WHAT YOU WILL DO:
1. Decide whether each statement below agrees with the Riddler excerpt, answering yes or no and quoting the words of the excerpt that settle it. (a) Exhaust capacity scales with the cube of the radius. (b) Each shot in the blaster duel is independent. (c) Both Star Wars problems come from Po-Shen Loh.
2. According to the Riddler excerpt, what happens if the design is scaled beyond the 500 km limit?
3. Proceed with the Riddler excerpt on the Star Wars puzzles, starting right after its last line.

EXCERPT TO READ:
'''
Chapter 132

Scaling a Death Star and Outgunning Stormtroopers

The Riddler for December 23, 2016, two Star Wars problems from Po-Shen Loh. The Express is a scaling argument; the Classic models a blaster duel as a race of rare events.

Riddler Express

A 50-meter Death Star replica needs a 1-meter-wide exhaust port. Power output scales with volume (the cube of the radius), but exhaust capacity scales with surface area (the square). If you keep the same exhaust-area-per-unit-power and scale the design up, at what size does the entire surface have to be exhaust port, the theoretical limit on radius?

The Riddler, FiveThirtyEight, December 23, 2016(original post)

Solution

Find what fraction of the replica’s surface the exhaust port already uses, then see how fast that fraction grows. The 50-meter replica has radius $25$ m and a port of radius $0.5$ m, so the port area is $\pi(0.5)^2 = \pi/4$ square meters out of a total surface $4\pi(25)^2 = 2500\pi$ , a fraction $\frac{\pi/4}{2500\pi} = \frac{1}{10{,}000}.$ Required exhaust area tracks power, which grows as the cube of the size, while available surface grows as the square; so the fraction of surface needed for exhaust grows linearly with the size. Starting at $1/10{,}000$ , it reaches the whole surface, fraction $1$ , once the design is scaled up $10{,}000$ -fold. That takes the diameter from $50$ m to $50 \text{ m} \times 10{,}000 = \boxed{500 \text{ km}}.$ Beyond that, there is not enough surface to vent the reactor.

The computation

Encode the geometry: the exhaust fraction of the replica, then the linear-in-size growth that hits $1$ .

import math
port_area = math.pi * 0.5**2            # 1 m wide port -> radius 0.5 m
surface   = 4 * math.pi * 25**2         # 50 m diameter -> radius 25 m
fraction  = port_area / surface
print("exhaust fraction of replica surface:", round(fraction, 8), "= 1 /", round(1/fraction))
print("max diameter:", 50 * (1/fraction) / 1000, "km")
# exhaust fraction of replica surface: 0.0001 = 1 / 10000
# max diameter: 500.0 km

Riddler Classic

Nine stormtroopers fire at you from afar; each shot of theirs hits you with probability $0.001$ . You fire at the same rate, and with $N$ of them left your shot takes one out with probability $K\sqrt{N}/1000$ (their tight formation is a bigger target). Every shot is independent. For roughly what $K$ is this fair, a $50\%$ chance you blast all nine before any of them hits you?

The Riddler, FiveThirtyEight, December 23, 2016(original post)
'''
MATERIAL SHOWN:
'''
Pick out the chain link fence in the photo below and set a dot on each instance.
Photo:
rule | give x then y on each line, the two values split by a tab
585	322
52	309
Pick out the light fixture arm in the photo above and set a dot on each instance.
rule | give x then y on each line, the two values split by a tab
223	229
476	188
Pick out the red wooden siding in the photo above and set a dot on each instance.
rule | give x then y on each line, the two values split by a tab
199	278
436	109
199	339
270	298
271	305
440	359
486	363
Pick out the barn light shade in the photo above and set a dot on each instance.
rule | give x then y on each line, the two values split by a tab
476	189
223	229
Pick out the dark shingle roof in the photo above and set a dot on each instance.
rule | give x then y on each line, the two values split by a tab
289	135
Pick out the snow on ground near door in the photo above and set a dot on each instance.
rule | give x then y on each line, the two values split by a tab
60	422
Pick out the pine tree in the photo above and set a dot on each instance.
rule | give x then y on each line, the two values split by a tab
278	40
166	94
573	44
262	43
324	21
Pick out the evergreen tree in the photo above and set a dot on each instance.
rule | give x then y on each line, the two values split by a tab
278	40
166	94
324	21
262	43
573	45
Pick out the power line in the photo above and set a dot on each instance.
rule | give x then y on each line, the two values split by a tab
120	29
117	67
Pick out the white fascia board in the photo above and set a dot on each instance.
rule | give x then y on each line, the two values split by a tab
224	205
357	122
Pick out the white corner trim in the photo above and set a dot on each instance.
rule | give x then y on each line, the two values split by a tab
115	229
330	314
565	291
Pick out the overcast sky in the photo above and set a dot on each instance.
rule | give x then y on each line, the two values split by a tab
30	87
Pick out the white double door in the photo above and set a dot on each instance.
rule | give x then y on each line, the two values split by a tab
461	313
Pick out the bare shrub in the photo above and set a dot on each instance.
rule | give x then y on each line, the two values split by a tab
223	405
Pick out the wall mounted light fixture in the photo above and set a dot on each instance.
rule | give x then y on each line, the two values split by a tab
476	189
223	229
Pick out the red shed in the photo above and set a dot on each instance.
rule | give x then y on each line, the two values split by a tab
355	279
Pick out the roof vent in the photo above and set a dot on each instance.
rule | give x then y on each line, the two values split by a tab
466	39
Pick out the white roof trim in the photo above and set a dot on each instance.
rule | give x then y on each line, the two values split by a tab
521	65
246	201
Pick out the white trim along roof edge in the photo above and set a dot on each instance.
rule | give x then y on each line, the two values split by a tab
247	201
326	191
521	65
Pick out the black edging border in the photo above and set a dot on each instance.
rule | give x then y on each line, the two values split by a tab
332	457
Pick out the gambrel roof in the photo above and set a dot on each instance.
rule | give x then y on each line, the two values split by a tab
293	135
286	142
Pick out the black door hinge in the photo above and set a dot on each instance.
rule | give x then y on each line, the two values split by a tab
'''
EXPECTED ANSWERS:
1.
(a) No: "but exhaust capacity scales with surface area (the square)"
(b) Yes: "Every shot is independent."
(c) Yes: "two Star Wars problems from Po-Shen Loh"

2. There is not enough surface to vent the reactor.

3.
Solution

Tracking the battle shot by shot is a nightmare, because the troopers fall at random times and the hit chances change as they do. The way through is to notice that every hit is rare, so think of the fight as a continuous race in which each shooter scores hits as independent rare events at a steady rate. When two rare events race, the chance one beats the other is just its share of the combined rate.

With $N$ troopers up, you land a hit at rate proportional to $K\sqrt N$ and the troopers collectively at rate proportional to $N$ (nine, then eight, …, each at rate $1$ in units of $0.001$ ). So the probability your next hit lands before any of theirs is $\dfrac{K\sqrt N}{K\sqrt N + N}$ . You must win this race at every stage, from $N=9$ down to $N=1$ , and the stages are independent, so your survival probability is the product $\prod_{N=1}^{9} \frac{K\sqrt N}{K\sqrt N + N}.$ Setting this equal to $\tfrac12$ and solving gives $K \approx 26.7$ , so a fair fight is right around $\boxed{K \approx 27}.$ You need to be about $27$ times as accurate as a stormtrooper to make even odds of nine-on-one, a back-handed compliment to their marksmanship.

The computation

Encode the product and solve for the $K$ that makes it $\tfrac12$ .

import math
from scipy.optimize import brentq
def survive(K):
    p = 1.0
    for N in range(1, 10):
        p *= K * math.sqrt(N) / (K * math.sqrt(N) + N)
    return p
K = brentq(lambda K: survive(K) - 0.5, 1, 1000)
print("fair K:", round(K, 2), " survival there:", round(survive(K), 4))
for k in (26, 27, 28): print(f"  K={k}: survival = {survive(k):.4f}")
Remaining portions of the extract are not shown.